TEXT BLOCK:
%%
Towards the end of Mae Martin’s new Netflix’s comedy series Feel Good, Mae stands on stage delivering her comedy act, and tells the audience: “My girlfriend is straight.” Standing in the audience, George, Mae’s girlfriend, recoils. Mae repeats herself: “I have a straight girlfriend.”
Apparently, so did I.
Let’s go back in time. I didn’t know that I was queer until I got to college, but all of the early signs of my queerness were there: I listened to Brandi Carlile. I watched the U.S. Women’s National Soccer Team, pre-Megan Rapinoe. I read and got turned on by books about queer teen love, and yet it wasn’t until I was legally an adult that I considered I didn’t want to be Brandi Carlile, I wanted to be with Brandi Carlile.
%%
TASK 1:
According to the essay about Feel Good, which singer did the writer listen to before realizing they were queer?

Dataset items:
%%
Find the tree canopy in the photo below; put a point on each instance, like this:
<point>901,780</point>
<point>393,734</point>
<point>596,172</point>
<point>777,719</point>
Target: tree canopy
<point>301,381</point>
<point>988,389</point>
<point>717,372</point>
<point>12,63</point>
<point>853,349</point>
%%
%%
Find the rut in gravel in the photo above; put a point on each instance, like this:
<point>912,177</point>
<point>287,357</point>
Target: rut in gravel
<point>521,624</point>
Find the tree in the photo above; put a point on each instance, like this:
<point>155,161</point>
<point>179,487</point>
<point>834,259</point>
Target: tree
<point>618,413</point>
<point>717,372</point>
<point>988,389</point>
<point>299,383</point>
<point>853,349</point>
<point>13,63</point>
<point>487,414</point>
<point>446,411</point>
%%
%%
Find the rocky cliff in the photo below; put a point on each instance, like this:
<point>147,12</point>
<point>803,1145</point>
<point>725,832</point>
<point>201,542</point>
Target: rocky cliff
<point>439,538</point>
%%
TASK 2:
Arrange the part of the rows that opens with the line containing "Find the rut" and closes with the line containing "<point>446,411</point>" as a Markdown table. Use the columns No. and Line, number each line, and leave out blank lines.

TASK RESULT 1:
Brandi Carlile.

TASK RESULT 2:
| No. | Line |
|---|---|
| 1 | Find the rut in gravel in the photo above; put a point on each instance, like this: |
| 2 | <point>912,177</point> |
| 3 | <point>287,357</point> |
| 4 | Target: rut in gravel |
| 5 | <point>521,624</point> |
| 6 | Find the tree in the photo above; put a point on each instance, like this: |
| 7 | <point>155,161</point> |
| 8 | <point>179,487</point> |
| 9 | <point>834,259</point> |
| 10 | Target: tree |
| 11 | <point>618,413</point> |
| 12 | <point>717,372</point> |
| 13 | <point>988,389</point> |
| 14 | <point>299,383</point> |
| 15 | <point>853,349</point> |
| 16 | <point>13,63</point> |
| 17 | <point>487,414</point> |
| 18 | <point>446,411</point> |